• OBJECTIVE
Reproduce all of the material below word for word, omitting the pictures.

• MATERIAL FOR THIS EXERCISE
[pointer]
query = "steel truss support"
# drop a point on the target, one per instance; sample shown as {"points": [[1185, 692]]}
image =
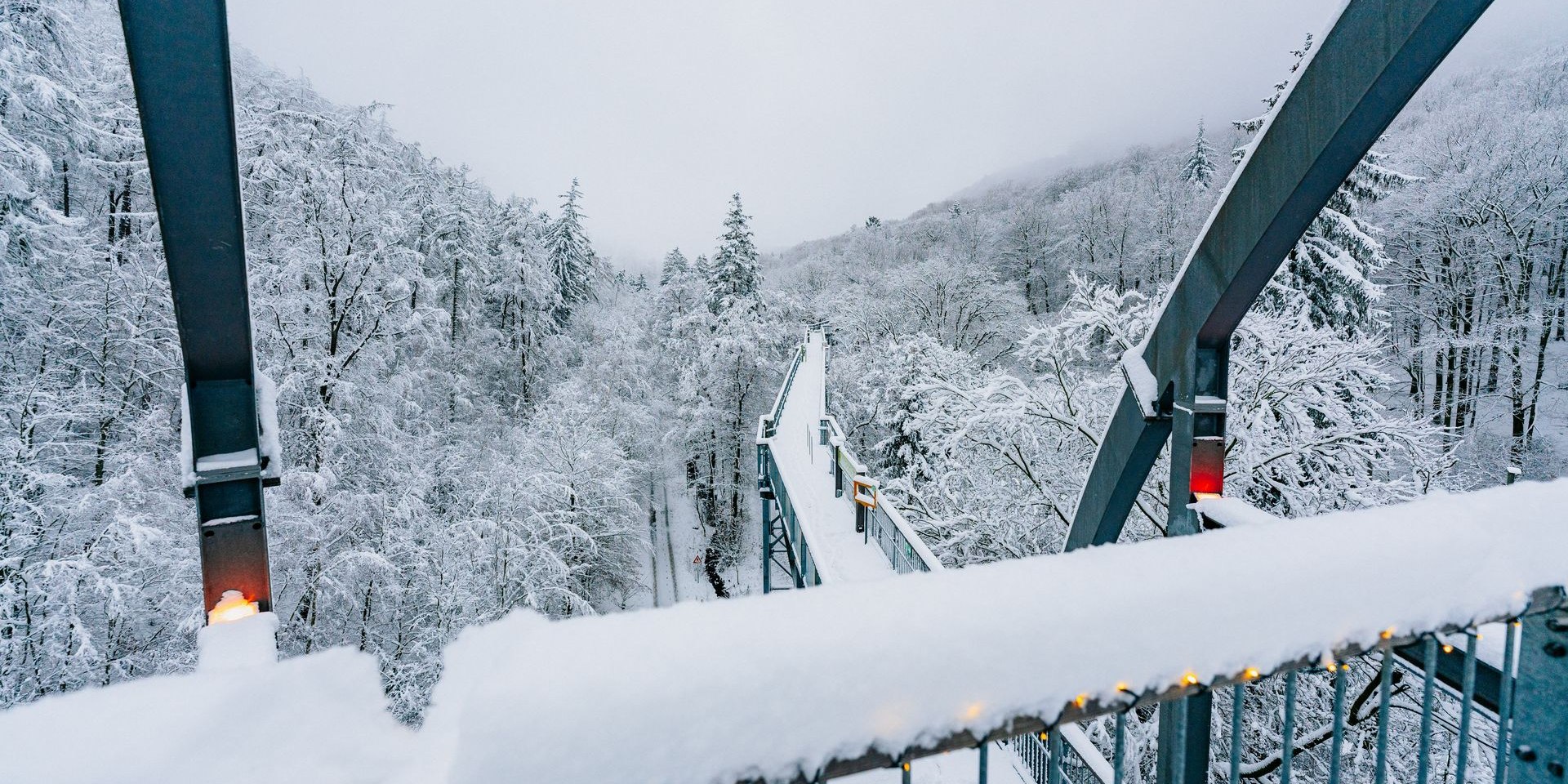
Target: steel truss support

• SOLVED EXERCISE
[pointer]
query = "steel truss support"
# drop a point on the target, one per instance; sample shown as {"points": [[1185, 692]]}
image =
Target: steel truss support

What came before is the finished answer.